BRANO SCELTO.
Messico 2016, tramonto sulla spiaggia di Cancùn.

Il senso di pace e beatitudine accarezza la sabbia, mentre il rumore delle onde placa i pensieri soffocanti di un turista. Un momento idilliaco che all’improvviso viene divorato dal terrore. Quattro loschi individui mascherati emergono dal mare e, armati di lunghi e taglienti machete, portano via lo sventurato investito dal panico.

Ha inizio così un rapimento surreale che attraversa in lungo e in largo l’intero territorio messicano. I banditi sono Juan Brujo, Fantasma, Hongo (Shane Embury) ed El Cynico (Jeff Walker), parlano perfettamente lo spagnolo e fanno parte di un’antica alleanza nata nel 1989 chiamata Brujeria. All’interno di un furgone sgangherato che puzza di hascisc, un mangianastri obsoleto ingoia una cassetta scintillante con su scritto “Pocho Aztlan”.

La quiete della notte è stuprata dall’irriverente hardcore a tinte death e punk che fuoriesce a tutto volume dalle casse del mezzo. Dopo un intro che non fa presagire nulla di buono, si scatena una violenza sonora tanto audace da prendere le sembianze di un cazzotto che si materializza in pieno viso, potente e deciso. I ritmi serrati e le accelerazioni continue sono la caratteristica principale della folle corsa intrapresa dai malviventi. Alle derapate eccitanti seguono ripartenze improvvise e, come in una gara di rally, si raggiungono velocità importanti dimenticandosi spesso del freno. La paura e i timori iniziali cominciano a mutare in puro e genuino divertimento.

COMPITO ASSEGNATO 1.
Trascrivi dal testo sui Brujeria la parte che si apre con le parole contenenti "Il senso di" e termina con "investito dal panico.".
COMPITO ASSEGNATO 2.
Secondo il testo sui Brujeria, in che anno è nata l'alleanza che porta questo nome?
COMPITO ASSEGNATO 3.
Spiega perché, nel testo sui Brujeria, il momento idilliaco sulla spiaggia di Cancùn viene divorato dal terrore.
Le righe che vengono dopo questo testo non sono necessarie.

Righe di puntamento di oggetti nelle foto:
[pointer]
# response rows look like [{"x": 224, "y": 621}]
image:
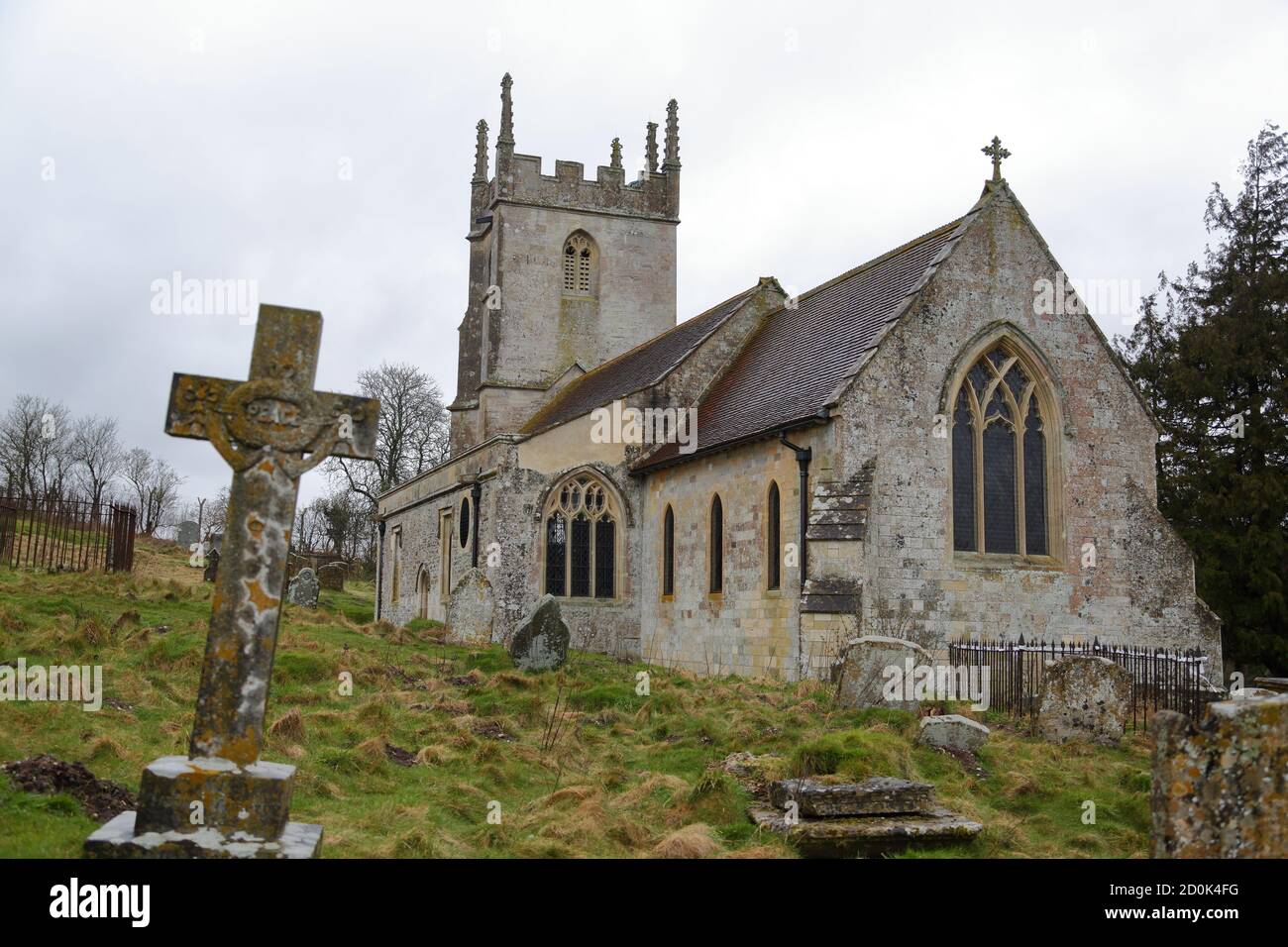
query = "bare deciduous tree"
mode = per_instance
[
  {"x": 412, "y": 434},
  {"x": 156, "y": 484},
  {"x": 98, "y": 455},
  {"x": 35, "y": 446}
]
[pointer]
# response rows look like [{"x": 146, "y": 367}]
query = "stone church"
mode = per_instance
[{"x": 918, "y": 446}]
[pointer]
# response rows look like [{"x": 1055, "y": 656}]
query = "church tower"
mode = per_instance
[{"x": 566, "y": 273}]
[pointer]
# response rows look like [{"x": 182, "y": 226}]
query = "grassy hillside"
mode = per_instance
[{"x": 408, "y": 764}]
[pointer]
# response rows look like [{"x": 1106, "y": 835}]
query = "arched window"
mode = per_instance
[
  {"x": 581, "y": 540},
  {"x": 1001, "y": 466},
  {"x": 579, "y": 265},
  {"x": 669, "y": 552},
  {"x": 773, "y": 549},
  {"x": 715, "y": 552}
]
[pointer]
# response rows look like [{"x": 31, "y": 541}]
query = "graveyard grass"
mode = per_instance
[{"x": 629, "y": 776}]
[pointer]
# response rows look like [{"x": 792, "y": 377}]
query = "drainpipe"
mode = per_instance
[
  {"x": 476, "y": 495},
  {"x": 380, "y": 566},
  {"x": 803, "y": 458}
]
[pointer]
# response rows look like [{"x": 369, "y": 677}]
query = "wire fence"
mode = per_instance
[{"x": 59, "y": 534}]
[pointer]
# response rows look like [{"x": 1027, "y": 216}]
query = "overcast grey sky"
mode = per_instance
[{"x": 215, "y": 140}]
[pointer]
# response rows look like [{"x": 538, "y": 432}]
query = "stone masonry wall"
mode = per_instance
[
  {"x": 1138, "y": 592},
  {"x": 746, "y": 629},
  {"x": 510, "y": 554}
]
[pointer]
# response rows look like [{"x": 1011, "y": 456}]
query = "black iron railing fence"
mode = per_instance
[
  {"x": 65, "y": 534},
  {"x": 1160, "y": 680}
]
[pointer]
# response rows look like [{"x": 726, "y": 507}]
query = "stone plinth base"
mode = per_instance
[
  {"x": 254, "y": 799},
  {"x": 117, "y": 839},
  {"x": 209, "y": 808}
]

RISPOSTA CORRETTA 1.
Il senso di pace e beatitudine accarezza la sabbia, mentre il rumore delle onde placa i pensieri soffocanti di un turista. Un momento idilliaco che all’improvviso viene divorato dal terrore. Quattro loschi individui mascherati emergono dal mare e, armati di lunghi e taglienti machete, portano via lo sventurato investito dal panico.

RISPOSTA CORRETTA 2.
Nel 1989.

RISPOSTA CORRETTA 3.
Quattro individui mascherati emergono dal mare armati di lunghi e taglienti machete. Portano via il turista, travolto dal panico.